--- START ---

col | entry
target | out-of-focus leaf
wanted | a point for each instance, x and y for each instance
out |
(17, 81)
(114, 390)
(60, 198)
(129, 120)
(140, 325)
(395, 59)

--- END ---

Problem requirements
Return the lines from the line containing "target | out-of-focus leaf" to the end of the entries above, exactly as they appear and with no other output.

Response to this task
target | out-of-focus leaf
wanted | a point for each instance, x and y for each instance
out |
(17, 81)
(114, 390)
(60, 198)
(129, 120)
(140, 325)
(395, 59)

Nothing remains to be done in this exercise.